* [EXERCISE]: Reproduce the listing below verbatim, line for line.

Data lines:
»»

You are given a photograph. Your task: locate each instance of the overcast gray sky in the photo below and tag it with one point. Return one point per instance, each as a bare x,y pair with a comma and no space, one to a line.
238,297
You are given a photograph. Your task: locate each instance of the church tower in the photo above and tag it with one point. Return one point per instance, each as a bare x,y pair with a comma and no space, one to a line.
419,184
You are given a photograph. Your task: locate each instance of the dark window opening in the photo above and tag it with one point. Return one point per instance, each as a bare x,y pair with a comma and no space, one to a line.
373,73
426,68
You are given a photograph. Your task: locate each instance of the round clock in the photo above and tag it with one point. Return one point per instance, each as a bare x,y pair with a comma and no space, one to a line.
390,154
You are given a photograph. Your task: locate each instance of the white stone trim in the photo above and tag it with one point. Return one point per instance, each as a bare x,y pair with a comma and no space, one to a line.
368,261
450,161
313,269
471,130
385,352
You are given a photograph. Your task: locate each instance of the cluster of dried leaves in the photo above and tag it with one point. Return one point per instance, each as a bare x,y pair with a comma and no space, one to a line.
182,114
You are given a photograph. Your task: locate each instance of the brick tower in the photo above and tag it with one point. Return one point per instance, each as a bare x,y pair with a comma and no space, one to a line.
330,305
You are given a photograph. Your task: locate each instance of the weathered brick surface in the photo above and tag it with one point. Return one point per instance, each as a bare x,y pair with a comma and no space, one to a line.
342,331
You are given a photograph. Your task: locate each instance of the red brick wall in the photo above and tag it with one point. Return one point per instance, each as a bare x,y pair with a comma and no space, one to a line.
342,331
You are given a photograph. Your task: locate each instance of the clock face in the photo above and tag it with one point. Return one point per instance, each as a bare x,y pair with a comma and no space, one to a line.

««

* [REPLY]:
You are given a photograph. Your task: locate each instance of the overcast gray sky in the photo below and tag it with one point. Return one point per instance, each as a bare x,y pair with a comma and no space, one to a line.
238,297
You are given a photograph. Your task: locate each instance of the church tower in the photo above and tag it with one point. Return one point per instance, each as a bare x,y pair with a comma and no space, one to a line.
419,184
You are given a photograph. Your task: locate each instance of the dark window opening in the photo above and tag it with one point. Return one point per instance, each as a bare x,y pair with a comma and no space, one to a line.
373,73
426,68
You are given a photograph. Your task: locate each instance of the round clock in the photo above and tag it with one point. Return one point per instance, each as a bare x,y pair with a comma and no space, one to a line.
390,154
You are given a photograph. Your task: locate each instance of the white stone trim in the photo above and tag it with one point. Return one point per instance, each as a bare x,y pair with a comma and no space, one to a line.
368,261
450,161
313,269
471,130
385,352
You are given a photograph. Your task: locate each instance of the cluster of dried leaves in the photo above and tag it with one point. Return one point per instance, each as a bare x,y pair with a comma and no space, one to a line.
182,114
You are given a photograph. Your task: locate each instance of the brick tower in the photo above and tag it with one point. Return one point per instance, each as a bare x,y pair with a comma and no space, one to a line.
330,305
You are given a photograph. Your task: locate each instance of the weathered brick surface in the photo above and tag it with one point. Return one point per instance, each as a bare x,y pair with a comma and no space, one to a line.
342,331
You are given a photograph. Your task: locate each instance of the red brick wall in the photo above and tag it with one point. Return one point per instance, each as a bare x,y pair with a comma and no space, one to a line.
342,331
You are given a photograph. Your task: locate each instance of the clock face in the photo above and tag it with one point. Return one point per instance, each as a bare x,y pair with a comma and no space, one to a line.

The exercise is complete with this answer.